◆ **WHAT YOU HAVE TO DO**:
Please repeat every one of the following items word for word, without changing anything.

── EXTRACTED INFORMATION ──

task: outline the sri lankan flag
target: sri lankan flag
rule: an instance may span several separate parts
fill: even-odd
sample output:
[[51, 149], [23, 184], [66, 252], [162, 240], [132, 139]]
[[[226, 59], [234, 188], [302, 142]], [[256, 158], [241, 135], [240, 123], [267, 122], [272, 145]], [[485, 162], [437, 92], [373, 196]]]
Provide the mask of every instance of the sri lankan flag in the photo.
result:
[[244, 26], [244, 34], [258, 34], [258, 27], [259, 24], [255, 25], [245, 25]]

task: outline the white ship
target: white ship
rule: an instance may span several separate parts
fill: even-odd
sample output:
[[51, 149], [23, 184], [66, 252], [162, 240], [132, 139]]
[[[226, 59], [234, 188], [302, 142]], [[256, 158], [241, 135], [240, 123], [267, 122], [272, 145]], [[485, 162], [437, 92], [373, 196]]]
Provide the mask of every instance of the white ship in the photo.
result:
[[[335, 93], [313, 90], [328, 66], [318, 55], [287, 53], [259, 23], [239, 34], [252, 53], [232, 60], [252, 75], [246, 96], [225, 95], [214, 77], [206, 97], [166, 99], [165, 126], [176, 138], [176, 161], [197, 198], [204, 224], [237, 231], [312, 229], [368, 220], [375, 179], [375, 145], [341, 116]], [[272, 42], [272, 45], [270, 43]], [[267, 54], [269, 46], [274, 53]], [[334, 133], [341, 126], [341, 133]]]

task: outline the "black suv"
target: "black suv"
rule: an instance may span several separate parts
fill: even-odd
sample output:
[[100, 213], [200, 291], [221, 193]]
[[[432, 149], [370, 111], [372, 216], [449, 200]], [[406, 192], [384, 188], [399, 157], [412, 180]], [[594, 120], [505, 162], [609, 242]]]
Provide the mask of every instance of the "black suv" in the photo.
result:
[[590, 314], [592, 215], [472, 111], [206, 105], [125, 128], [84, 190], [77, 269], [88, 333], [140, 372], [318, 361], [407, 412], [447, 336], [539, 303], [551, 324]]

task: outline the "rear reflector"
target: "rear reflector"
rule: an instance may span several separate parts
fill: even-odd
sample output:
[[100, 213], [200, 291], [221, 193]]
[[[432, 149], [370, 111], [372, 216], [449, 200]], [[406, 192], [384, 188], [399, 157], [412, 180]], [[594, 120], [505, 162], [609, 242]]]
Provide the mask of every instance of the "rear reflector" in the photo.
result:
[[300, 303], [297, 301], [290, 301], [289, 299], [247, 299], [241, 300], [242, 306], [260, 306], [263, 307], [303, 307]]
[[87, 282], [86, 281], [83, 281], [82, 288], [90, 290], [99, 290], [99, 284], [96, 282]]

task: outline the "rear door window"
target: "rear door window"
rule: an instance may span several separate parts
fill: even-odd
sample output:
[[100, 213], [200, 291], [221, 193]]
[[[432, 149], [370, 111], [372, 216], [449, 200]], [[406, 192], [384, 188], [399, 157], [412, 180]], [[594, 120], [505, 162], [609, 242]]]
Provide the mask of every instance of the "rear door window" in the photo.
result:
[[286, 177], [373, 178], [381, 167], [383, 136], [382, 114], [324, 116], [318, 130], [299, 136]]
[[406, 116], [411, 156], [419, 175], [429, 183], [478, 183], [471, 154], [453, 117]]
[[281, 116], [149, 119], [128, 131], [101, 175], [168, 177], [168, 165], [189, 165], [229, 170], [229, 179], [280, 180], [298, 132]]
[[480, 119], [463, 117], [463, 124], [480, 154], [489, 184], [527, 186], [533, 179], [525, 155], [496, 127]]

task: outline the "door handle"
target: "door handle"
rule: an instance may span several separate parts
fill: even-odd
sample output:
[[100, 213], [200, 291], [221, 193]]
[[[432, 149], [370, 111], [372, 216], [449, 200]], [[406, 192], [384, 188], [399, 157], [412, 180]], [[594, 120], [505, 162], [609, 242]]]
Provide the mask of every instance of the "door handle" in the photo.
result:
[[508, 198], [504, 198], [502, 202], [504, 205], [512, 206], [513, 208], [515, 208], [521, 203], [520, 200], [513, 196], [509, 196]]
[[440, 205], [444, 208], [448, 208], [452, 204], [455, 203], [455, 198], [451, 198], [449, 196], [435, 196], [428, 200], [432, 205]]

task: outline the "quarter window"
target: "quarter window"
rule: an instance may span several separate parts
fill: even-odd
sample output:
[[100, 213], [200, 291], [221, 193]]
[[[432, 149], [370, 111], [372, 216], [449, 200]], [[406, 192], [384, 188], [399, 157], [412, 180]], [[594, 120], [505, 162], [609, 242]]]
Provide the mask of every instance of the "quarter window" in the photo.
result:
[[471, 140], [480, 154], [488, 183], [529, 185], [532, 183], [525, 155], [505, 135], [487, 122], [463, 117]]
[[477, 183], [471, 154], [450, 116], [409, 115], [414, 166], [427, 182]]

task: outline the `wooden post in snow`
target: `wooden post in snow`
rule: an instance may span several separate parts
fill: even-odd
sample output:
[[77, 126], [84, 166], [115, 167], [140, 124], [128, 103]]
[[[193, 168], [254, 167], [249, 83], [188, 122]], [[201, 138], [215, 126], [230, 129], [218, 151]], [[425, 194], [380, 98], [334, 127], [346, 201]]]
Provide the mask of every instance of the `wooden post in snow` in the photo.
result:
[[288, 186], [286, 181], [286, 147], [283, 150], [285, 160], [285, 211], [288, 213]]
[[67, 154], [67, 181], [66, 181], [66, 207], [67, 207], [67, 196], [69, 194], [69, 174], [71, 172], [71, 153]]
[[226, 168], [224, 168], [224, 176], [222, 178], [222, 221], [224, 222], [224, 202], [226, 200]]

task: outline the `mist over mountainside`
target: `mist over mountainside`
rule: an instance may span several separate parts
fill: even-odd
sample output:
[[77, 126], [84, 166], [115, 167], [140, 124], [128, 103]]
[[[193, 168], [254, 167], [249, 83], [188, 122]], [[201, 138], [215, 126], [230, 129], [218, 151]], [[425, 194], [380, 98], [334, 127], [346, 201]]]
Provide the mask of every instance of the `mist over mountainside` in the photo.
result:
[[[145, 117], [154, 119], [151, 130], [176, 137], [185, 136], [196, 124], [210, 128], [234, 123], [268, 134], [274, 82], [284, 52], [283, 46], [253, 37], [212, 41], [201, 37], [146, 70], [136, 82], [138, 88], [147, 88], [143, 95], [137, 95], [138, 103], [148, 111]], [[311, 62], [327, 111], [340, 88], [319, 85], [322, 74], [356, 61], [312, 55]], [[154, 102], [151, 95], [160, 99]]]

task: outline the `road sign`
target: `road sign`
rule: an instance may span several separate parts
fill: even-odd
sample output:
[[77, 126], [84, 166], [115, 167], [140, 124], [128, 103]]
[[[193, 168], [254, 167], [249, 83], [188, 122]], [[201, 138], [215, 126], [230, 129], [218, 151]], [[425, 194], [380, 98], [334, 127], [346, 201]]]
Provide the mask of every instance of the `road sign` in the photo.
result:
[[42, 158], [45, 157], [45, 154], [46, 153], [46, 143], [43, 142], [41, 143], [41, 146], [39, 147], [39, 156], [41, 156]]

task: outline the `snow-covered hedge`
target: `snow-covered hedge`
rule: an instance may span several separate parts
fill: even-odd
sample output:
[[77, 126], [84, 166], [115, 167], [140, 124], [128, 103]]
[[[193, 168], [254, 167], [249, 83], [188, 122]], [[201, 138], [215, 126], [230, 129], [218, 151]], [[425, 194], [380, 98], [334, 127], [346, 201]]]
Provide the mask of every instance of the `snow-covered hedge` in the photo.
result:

───

◆ **SOLVED PROBLEM**:
task: outline the sri lankan flag
target: sri lankan flag
rule: an instance may span several separate parts
fill: even-odd
sample output:
[[51, 149], [23, 184], [66, 252], [162, 240], [132, 139]]
[[[226, 59], [234, 188], [302, 142]], [[256, 158], [241, 135], [240, 123], [267, 122], [272, 145]], [[485, 162], [437, 92], [373, 196]]]
Provide the mask of every instance of the sri lankan flag in the photo.
result:
[[244, 26], [244, 34], [258, 34], [258, 27], [259, 24], [255, 25], [245, 25]]

task: outline the white ship
target: white ship
rule: an instance may span several separate parts
fill: even-odd
sample output:
[[51, 149], [23, 184], [66, 252], [162, 240], [132, 139]]
[[[226, 59], [234, 188], [302, 142]], [[256, 158], [241, 135], [240, 123], [267, 122], [272, 145]], [[485, 162], [437, 92], [373, 196]]]
Provide the mask of every instance of the white ship in the photo.
result:
[[[335, 93], [313, 90], [328, 66], [318, 55], [287, 53], [259, 23], [239, 34], [252, 53], [232, 60], [252, 75], [246, 96], [225, 95], [214, 77], [206, 97], [166, 99], [165, 126], [176, 138], [176, 161], [197, 198], [204, 224], [237, 231], [312, 229], [368, 220], [375, 179], [375, 145], [341, 116]], [[272, 42], [272, 45], [270, 43]], [[267, 54], [269, 46], [274, 53]], [[334, 133], [341, 126], [341, 133]]]

task: outline the "black suv"
target: "black suv"
rule: an instance may span several separate parts
fill: even-odd
sample output:
[[100, 213], [200, 291], [221, 193]]
[[[432, 149], [370, 111], [372, 216], [449, 200]], [[406, 192], [384, 188], [399, 157], [412, 180]], [[594, 120], [505, 162], [609, 242]]]
Provide the mask of every instance of the "black suv" in the photo.
result:
[[590, 314], [592, 215], [472, 111], [206, 105], [125, 128], [84, 190], [77, 269], [88, 333], [140, 372], [318, 361], [407, 412], [447, 336], [539, 303], [551, 324]]

task: outline the "rear reflector"
target: "rear reflector"
rule: an instance may span several separate parts
fill: even-odd
sample output:
[[100, 213], [200, 291], [221, 193]]
[[[432, 149], [370, 111], [372, 216], [449, 200]], [[406, 192], [384, 188], [399, 157], [412, 180]], [[594, 120], [505, 162], [609, 242]]]
Provide the mask of every instance of the "rear reflector" in the photo.
result:
[[300, 303], [297, 301], [290, 301], [289, 299], [247, 299], [241, 300], [242, 306], [260, 306], [263, 307], [303, 307]]
[[87, 282], [86, 281], [83, 281], [82, 288], [90, 290], [99, 290], [99, 284], [96, 282]]

task: outline the "rear door window"
target: "rear door window"
rule: an instance may span several separate parts
fill: even-odd
sample output:
[[100, 213], [200, 291], [221, 193]]
[[[432, 149], [370, 111], [372, 216], [449, 200]], [[406, 192], [384, 188], [399, 157], [412, 180]], [[594, 120], [505, 162], [609, 242]]]
Provide the mask of every instance of the "rear door window" in the photo.
result:
[[286, 177], [373, 178], [381, 167], [383, 136], [382, 114], [324, 116], [318, 130], [299, 136]]
[[406, 116], [411, 156], [419, 175], [429, 183], [478, 183], [471, 154], [453, 117]]
[[281, 116], [149, 119], [128, 131], [101, 175], [168, 177], [168, 165], [189, 165], [229, 170], [229, 179], [280, 180], [298, 132]]
[[480, 119], [463, 117], [463, 124], [480, 154], [489, 184], [527, 186], [533, 179], [525, 155], [496, 127]]

task: outline the "door handle"
target: "door handle"
rule: an instance may span several separate parts
fill: even-odd
sample output:
[[100, 213], [200, 291], [221, 193]]
[[[432, 149], [370, 111], [372, 216], [449, 200]], [[406, 192], [384, 188], [399, 157], [412, 180]], [[594, 120], [505, 162], [609, 242]]]
Provide the mask of every instance of the "door handle" in the photo.
result:
[[508, 198], [504, 198], [502, 202], [504, 205], [512, 206], [513, 208], [515, 208], [521, 203], [520, 200], [513, 196], [509, 196]]
[[440, 205], [444, 208], [448, 208], [452, 204], [455, 203], [455, 198], [451, 198], [449, 196], [435, 196], [428, 200], [432, 205]]

task: outline the "quarter window"
target: "quarter window"
rule: an instance may span several separate parts
fill: even-odd
sample output:
[[100, 213], [200, 291], [221, 193]]
[[[432, 149], [370, 111], [372, 216], [449, 200]], [[406, 192], [384, 188], [399, 157], [412, 180]], [[594, 120], [505, 162], [609, 242]]]
Provide the mask of every instance of the "quarter window" in the photo.
result:
[[471, 140], [480, 154], [488, 183], [529, 185], [532, 183], [525, 155], [505, 135], [487, 122], [463, 117]]
[[477, 183], [471, 154], [450, 116], [409, 115], [414, 166], [427, 182]]

task: outline the `wooden post in snow`
target: `wooden post in snow`
rule: an instance may span several separate parts
fill: even-odd
sample output:
[[77, 126], [84, 166], [115, 167], [140, 124], [128, 103]]
[[[193, 168], [254, 167], [249, 83], [188, 122]], [[201, 138], [215, 126], [230, 129], [218, 151]], [[425, 194], [380, 98], [334, 127], [346, 201]]]
Provide the mask of every instance of the `wooden post in snow` in the photo.
result:
[[288, 186], [286, 181], [286, 147], [283, 150], [285, 160], [285, 211], [288, 213]]
[[67, 154], [67, 181], [66, 181], [66, 207], [67, 207], [67, 196], [69, 194], [69, 174], [71, 172], [71, 153]]
[[226, 168], [224, 168], [224, 176], [222, 178], [222, 221], [224, 222], [224, 202], [226, 200]]

task: outline the `mist over mountainside`
target: `mist over mountainside`
rule: an instance may span several separate parts
fill: even-odd
sample output:
[[77, 126], [84, 166], [115, 167], [140, 124], [128, 103]]
[[[193, 168], [254, 167], [249, 83], [188, 122]], [[201, 138], [215, 126], [230, 129], [218, 151]], [[425, 194], [380, 98], [334, 127], [346, 201]]]
Provide the mask of every instance of the `mist over mountainside` in the photo.
result:
[[[145, 117], [154, 119], [151, 130], [176, 137], [185, 136], [196, 124], [210, 128], [234, 123], [268, 134], [274, 82], [284, 52], [283, 46], [253, 37], [212, 41], [201, 37], [146, 70], [136, 82], [138, 88], [147, 88], [143, 95], [137, 95], [138, 103], [148, 111]], [[311, 62], [327, 111], [340, 88], [319, 85], [322, 74], [356, 61], [312, 55]], [[154, 102], [151, 95], [160, 99]]]

task: outline the `road sign`
target: `road sign`
rule: an instance may span several separate parts
fill: even-odd
sample output:
[[77, 126], [84, 166], [115, 167], [140, 124], [128, 103]]
[[[193, 168], [254, 167], [249, 83], [188, 122]], [[201, 138], [215, 126], [230, 129], [218, 151]], [[425, 194], [380, 98], [334, 127], [346, 201]]]
Provide the mask of every instance of the `road sign` in the photo.
result:
[[42, 158], [45, 157], [45, 154], [46, 153], [46, 143], [43, 142], [41, 143], [41, 146], [39, 147], [39, 156], [41, 156]]

task: outline the `snow-covered hedge`
target: `snow-covered hedge`
rule: an instance may span several separate parts
fill: even-odd
sample output:
[[77, 126], [84, 166], [115, 167], [140, 124], [128, 103]]
[[[193, 168], [254, 167], [249, 83], [188, 122]], [[201, 138], [215, 126], [230, 129], [218, 151]], [[425, 194], [380, 98], [334, 127], [346, 201]]]
Provide the mask of every instance of the `snow-covered hedge` in the photo.
result:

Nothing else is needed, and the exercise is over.